The requested output is every line from the one with "Practice. Find the road" through the last line below, printed exactly.

>>

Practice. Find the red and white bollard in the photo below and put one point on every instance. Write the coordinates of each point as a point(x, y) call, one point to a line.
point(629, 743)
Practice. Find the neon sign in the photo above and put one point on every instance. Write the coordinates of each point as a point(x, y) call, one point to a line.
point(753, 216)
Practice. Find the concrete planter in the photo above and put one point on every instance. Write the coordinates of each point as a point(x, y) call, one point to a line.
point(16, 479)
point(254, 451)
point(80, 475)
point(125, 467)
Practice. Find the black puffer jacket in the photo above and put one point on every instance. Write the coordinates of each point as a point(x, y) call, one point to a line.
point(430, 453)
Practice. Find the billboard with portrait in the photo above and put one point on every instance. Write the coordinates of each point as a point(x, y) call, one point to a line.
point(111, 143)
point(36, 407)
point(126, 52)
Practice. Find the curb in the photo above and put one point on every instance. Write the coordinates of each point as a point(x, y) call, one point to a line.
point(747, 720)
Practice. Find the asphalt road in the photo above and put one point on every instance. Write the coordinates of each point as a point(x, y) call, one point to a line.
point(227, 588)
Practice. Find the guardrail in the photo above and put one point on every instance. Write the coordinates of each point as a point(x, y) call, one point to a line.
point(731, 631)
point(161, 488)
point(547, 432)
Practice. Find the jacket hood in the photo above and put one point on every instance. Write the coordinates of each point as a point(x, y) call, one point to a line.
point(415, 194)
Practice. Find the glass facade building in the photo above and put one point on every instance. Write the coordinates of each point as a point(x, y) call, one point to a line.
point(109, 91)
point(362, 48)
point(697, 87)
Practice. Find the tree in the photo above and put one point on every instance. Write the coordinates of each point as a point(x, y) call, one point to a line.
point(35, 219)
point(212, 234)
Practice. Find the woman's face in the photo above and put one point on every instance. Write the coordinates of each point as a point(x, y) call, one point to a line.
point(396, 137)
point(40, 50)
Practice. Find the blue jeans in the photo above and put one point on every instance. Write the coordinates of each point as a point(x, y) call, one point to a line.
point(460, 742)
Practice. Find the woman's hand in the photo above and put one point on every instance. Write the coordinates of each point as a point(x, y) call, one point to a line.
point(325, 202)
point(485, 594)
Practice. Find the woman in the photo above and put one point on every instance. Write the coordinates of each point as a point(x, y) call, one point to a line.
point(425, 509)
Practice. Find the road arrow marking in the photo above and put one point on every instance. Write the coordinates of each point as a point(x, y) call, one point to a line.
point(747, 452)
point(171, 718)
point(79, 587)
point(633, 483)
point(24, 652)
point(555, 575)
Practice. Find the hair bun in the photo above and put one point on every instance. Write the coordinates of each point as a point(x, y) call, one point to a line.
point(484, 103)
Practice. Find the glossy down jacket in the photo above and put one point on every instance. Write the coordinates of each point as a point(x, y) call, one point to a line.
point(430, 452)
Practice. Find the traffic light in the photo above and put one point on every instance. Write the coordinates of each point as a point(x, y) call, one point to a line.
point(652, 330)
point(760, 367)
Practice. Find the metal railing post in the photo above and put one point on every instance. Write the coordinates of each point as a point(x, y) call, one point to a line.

<<

▸ Written reply:
Practice. Find the road arrow marking in the photo above and put one point on every instance. Write the coordinates of each point as a point(x, y) call, one point to a line.
point(747, 452)
point(171, 718)
point(79, 587)
point(633, 483)
point(24, 652)
point(555, 575)
Practice. Find the hair bun in the photo above and put one point on every instance. Write the coordinates of each point as a point(x, y) call, one point to a line.
point(484, 103)
Practice. Find the glossy down jacket in the photo above and put one point on every instance. Write the coordinates of each point as a point(x, y) call, one point to a line.
point(430, 452)
Practice. Find the traffic light in the photo above and put one point on every instance. Write the coordinates of each point as a point(x, y) call, one point to a line.
point(652, 330)
point(760, 367)
Practice. Find the metal railing post in the photo above and put one point on every instance. Write the coordinates of each point as a point(x, y) call, one point to a line.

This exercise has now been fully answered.